(Materials provided begins)

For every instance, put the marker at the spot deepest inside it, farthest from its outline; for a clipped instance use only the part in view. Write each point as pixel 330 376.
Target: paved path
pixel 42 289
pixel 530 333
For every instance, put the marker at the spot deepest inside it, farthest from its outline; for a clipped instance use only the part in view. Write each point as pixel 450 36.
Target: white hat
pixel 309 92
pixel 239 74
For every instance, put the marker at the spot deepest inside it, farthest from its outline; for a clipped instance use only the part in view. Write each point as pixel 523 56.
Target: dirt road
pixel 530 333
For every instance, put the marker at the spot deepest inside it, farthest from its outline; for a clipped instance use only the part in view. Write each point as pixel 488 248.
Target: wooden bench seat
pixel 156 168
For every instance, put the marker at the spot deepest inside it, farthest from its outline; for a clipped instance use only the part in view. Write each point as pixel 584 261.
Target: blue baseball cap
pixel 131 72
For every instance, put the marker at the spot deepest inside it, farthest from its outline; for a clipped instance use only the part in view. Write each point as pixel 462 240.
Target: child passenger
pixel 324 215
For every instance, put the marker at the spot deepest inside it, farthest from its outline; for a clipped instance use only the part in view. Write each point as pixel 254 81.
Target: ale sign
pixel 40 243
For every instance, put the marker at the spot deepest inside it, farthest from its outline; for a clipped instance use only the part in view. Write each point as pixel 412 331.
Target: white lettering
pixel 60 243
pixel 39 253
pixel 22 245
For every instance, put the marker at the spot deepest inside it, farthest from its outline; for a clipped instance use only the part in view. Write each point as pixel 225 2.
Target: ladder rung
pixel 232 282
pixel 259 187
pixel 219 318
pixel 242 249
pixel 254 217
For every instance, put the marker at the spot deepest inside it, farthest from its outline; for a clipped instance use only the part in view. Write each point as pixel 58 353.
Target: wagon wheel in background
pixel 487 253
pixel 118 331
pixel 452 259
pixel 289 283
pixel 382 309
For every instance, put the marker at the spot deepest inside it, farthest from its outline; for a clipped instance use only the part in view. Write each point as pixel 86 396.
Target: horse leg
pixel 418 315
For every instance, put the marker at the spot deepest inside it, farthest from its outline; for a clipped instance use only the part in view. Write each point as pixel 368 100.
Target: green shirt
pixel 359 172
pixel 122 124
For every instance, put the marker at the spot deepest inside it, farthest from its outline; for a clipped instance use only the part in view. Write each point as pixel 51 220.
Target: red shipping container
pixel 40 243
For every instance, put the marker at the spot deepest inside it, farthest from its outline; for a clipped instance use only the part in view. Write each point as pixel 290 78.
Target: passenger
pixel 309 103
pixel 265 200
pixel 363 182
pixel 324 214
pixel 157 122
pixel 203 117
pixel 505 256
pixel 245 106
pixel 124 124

(Materials provided ends)

### [Work to complete]
Each and every record above needs writing out exactly.

### [Expected output]
For every instance, put the marker at the spot deepest inside it, farthest from its outline; for a clipped instance use only the part in view. Write each point as pixel 330 376.
Target: paved path
pixel 42 289
pixel 530 333
For every instance, put the marker at the spot deepest inside it, farthest from its outline; for a clipped instance use only the part in view. Write each point as pixel 450 36.
Target: white hat
pixel 309 92
pixel 239 74
For every instance, put the marker at the spot deepest inside it, farthest from its outline; for a clipped instance use only the part in view. Write each point as pixel 523 56.
Target: dirt road
pixel 530 333
For every instance, put the marker at the spot deepest inside it, farthest from its outline; for a clipped instance use only the part in view. Write each point as pixel 488 248.
Target: wooden bench seat
pixel 156 168
For every instance, put the marker at the spot deepest inside it, farthest from its outline; for a clipped instance use only the part in view. Write each point as pixel 584 261.
Target: blue baseball cap
pixel 131 72
For every instance, put the marker at the spot deepest inside it, farthest from its outline; for a clipped instance use only the part in view. Write each point as pixel 462 240.
Target: child passenger
pixel 324 215
For every instance, put the marker at the spot deepest inside it, farthest from its outline; for a clipped instance use only the part in view. Write each point as pixel 254 81.
Target: ale sign
pixel 40 243
For every instance, put the marker at the spot deepest inside it, farthest from its outline; for a clipped instance use only the part in view. Write each point as pixel 412 331.
Target: white lettering
pixel 60 243
pixel 39 253
pixel 22 245
For every instance, put the marker at the spot deepest inside it, farthest from its outline; for a clipped instance use only the part in view. Write each point as pixel 225 2.
Target: ladder rung
pixel 232 282
pixel 259 187
pixel 219 318
pixel 242 249
pixel 254 217
For every instance, put the marker at the spot deepest inside it, farthest from its outline; for a clipped instance use only the part in view. Write each point as pixel 58 353.
Target: wagon wheel in background
pixel 487 253
pixel 118 331
pixel 452 259
pixel 289 283
pixel 382 309
For every instance, put the marker at the spot deepest inside it, farthest from its outline; for a clipped instance use only the part in view. Write each point as pixel 86 396.
Target: horse leg
pixel 418 315
For every instance, put the marker at the spot deepest inside it, farthest from its outline; for a clipped instance use only the part in view. Write each point as pixel 368 100.
Target: green shirt
pixel 359 172
pixel 122 124
For every instance, put the marker at the spot deepest inside it, farthest from its outline; for a clipped instance use only the part in view. Write each point as pixel 51 220.
Target: red shipping container
pixel 40 243
For every instance, put the marker at the spot deepest inside it, farthest from its outline; for a clipped instance use only the part in view. Write each point as pixel 290 78.
Target: passenger
pixel 309 103
pixel 265 200
pixel 363 182
pixel 324 214
pixel 157 122
pixel 203 117
pixel 505 256
pixel 245 106
pixel 124 124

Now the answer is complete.